[Region pointing data]
========================

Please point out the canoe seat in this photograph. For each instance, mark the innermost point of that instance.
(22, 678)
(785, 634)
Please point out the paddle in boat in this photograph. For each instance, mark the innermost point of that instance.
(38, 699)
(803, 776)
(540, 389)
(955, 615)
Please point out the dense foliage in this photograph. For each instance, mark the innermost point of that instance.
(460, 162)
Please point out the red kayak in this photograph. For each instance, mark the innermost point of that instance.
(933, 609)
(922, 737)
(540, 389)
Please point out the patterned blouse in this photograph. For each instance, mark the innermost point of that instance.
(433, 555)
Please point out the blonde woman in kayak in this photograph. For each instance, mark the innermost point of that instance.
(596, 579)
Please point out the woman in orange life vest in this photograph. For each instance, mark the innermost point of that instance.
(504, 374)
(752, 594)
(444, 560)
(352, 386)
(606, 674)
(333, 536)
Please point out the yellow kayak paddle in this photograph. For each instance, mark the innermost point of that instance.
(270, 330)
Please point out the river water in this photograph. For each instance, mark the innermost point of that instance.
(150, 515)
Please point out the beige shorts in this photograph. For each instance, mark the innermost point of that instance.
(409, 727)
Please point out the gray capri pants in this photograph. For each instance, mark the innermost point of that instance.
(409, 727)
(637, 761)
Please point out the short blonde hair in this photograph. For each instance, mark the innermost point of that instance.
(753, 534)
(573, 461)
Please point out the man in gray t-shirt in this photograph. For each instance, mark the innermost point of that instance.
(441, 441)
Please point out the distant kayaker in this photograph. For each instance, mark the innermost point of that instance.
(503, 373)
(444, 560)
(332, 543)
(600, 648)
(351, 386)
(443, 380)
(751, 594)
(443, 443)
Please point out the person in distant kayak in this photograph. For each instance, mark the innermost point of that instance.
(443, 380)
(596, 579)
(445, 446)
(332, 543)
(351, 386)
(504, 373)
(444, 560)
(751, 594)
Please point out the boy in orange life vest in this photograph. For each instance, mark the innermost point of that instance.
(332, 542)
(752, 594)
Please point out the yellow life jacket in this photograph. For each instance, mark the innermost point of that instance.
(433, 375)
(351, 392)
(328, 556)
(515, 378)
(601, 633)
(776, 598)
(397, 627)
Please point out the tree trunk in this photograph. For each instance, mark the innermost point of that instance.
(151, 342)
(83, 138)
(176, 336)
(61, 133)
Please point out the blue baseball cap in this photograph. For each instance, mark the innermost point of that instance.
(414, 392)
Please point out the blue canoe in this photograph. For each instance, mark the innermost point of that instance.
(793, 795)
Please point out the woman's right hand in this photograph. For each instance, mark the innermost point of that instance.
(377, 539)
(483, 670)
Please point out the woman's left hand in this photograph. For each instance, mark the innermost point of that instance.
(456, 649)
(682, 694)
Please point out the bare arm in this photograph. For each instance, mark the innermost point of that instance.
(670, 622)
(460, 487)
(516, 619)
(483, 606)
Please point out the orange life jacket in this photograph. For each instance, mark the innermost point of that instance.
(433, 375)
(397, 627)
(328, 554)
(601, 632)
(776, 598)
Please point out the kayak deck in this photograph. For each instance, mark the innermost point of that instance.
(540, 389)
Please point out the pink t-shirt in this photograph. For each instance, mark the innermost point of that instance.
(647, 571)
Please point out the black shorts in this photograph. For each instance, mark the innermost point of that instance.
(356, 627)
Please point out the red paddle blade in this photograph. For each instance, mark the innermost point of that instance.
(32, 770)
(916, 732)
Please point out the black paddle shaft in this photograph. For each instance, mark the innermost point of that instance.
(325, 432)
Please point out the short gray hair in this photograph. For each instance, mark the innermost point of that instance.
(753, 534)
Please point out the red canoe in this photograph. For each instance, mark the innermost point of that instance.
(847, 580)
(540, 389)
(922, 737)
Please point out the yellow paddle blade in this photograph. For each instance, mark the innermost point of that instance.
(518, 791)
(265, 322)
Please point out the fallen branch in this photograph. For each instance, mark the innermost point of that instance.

========================

[REQUIREMENT]:
Could you reproduce all the records exactly?

[ANSWER TO THE PROBLEM]:
Please point out the canoe seat in this photograph. For each instance, mark the innermost point of that instance.
(22, 678)
(785, 634)
Please point out the paddle in boat in this photograph. For each instance, mark the innermost point of that instance.
(38, 699)
(803, 776)
(540, 389)
(955, 615)
Please point out the dense foliage in this photograph. For each instance, mark the innermost point of that instance.
(460, 162)
Please point out the red kayak in this photograph. For each instance, mark the innermost point of that instance.
(933, 609)
(922, 737)
(540, 389)
Please point out the patterned blouse in this photograph. For each instance, mark the innermost point of that instance.
(433, 555)
Please point out the blonde woman in kayak in this photograph. For each instance, mark the innermost point of that instance.
(596, 579)
Please point out the woman in orange life vest in this photograph. For each instance, mark the innermost point of that instance.
(504, 374)
(752, 594)
(444, 560)
(352, 386)
(606, 674)
(333, 536)
Please point out the yellow kayak paddle in this photograph. For each instance, mark the innermost point of that instance.
(270, 330)
Please point out the river water in this photograph. For each instance, mark the innermost point of that instance.
(150, 515)
Please point out the beige shorts in this photograph. For each instance, mark the innermost point of that instance.
(409, 727)
Please point out the gray capri pants in this photograph. For each instance, mark the innermost point of that instance.
(409, 727)
(637, 761)
Please point out the short blonde hair in this photograph. For each instance, mark the innermost point of that instance.
(753, 534)
(573, 461)
Please point out the man in gray t-shirt in this photograph. For each instance, mark the innermost point of that instance.
(441, 441)
Please point out the distant kayaker in this photograph. For each instance, mark the innermost point of that instance.
(503, 373)
(444, 560)
(332, 543)
(600, 648)
(351, 386)
(443, 380)
(751, 594)
(443, 443)
Please point out the person in distant kayak in this photograph. For each instance, mark the innermost point of that instance.
(443, 380)
(596, 579)
(445, 446)
(332, 543)
(351, 386)
(504, 373)
(444, 560)
(751, 594)
Please point out the boy in orange life vest in this photograph. For each instance, mark the innermost point of that instance.
(332, 542)
(752, 594)
Please point out the yellow life jacket in this photograph. For each instance, mark the innermost point of that instance.
(433, 375)
(351, 392)
(328, 556)
(515, 378)
(601, 633)
(776, 598)
(397, 627)
Please point out the tree trunk in this photograph. For each instance, mark the innermost point of that instance.
(151, 342)
(83, 138)
(176, 336)
(61, 133)
Please point out the blue baseball cap in this photograph. For each instance, mark the innermost point of that instance.
(414, 392)
Please point out the blue canoe in this photograph. For each instance, mark the innermost point of that instance.
(793, 795)
Please point out the woman's right hand in this photograph. For each instance, mark the innermost point of that instance.
(377, 539)
(483, 670)
Please point out the woman's left hand in this photograph. For each instance, mark the innermost point of that instance.
(456, 649)
(682, 694)
Please point out the bare arm in this photograph. For each instance, mark the innermost point of that instance.
(670, 622)
(460, 487)
(516, 619)
(483, 606)
Please point out the orange life jacket in this photograph. For each instance, mark the innermost point of that instance.
(433, 375)
(397, 627)
(328, 554)
(601, 632)
(776, 598)
Please point out the kayak deck in this photograph. For each instance, mark the innermost point of that instance.
(540, 389)
Please point out the pink t-shirt in this photograph. For each instance, mark the innermost point of that instance.
(647, 571)
Please point out the black shorts in this photograph. For each instance, mark the innermost point of that instance.
(356, 627)
Please point out the red paddle blade in this photograph. For each instance, mark the innermost point of that instance.
(32, 770)
(916, 732)
Please point out the black paddle shaft in this photograph. For each instance, mark the innermost point of that instance.
(325, 432)
Please point out the short gray hair in this photograph. For each instance, mark the innermost point of that instance.
(753, 534)
Please point out the red canoe in this photograph. For each instance, mark the innermost point of that instance.
(847, 580)
(540, 389)
(922, 737)
Please point out the yellow paddle blade in this photograph. For each instance, mark the innermost point of that instance.
(518, 791)
(265, 322)
Please point out the fallen branch in this photograph. For each instance, mark the innermost point of that instance.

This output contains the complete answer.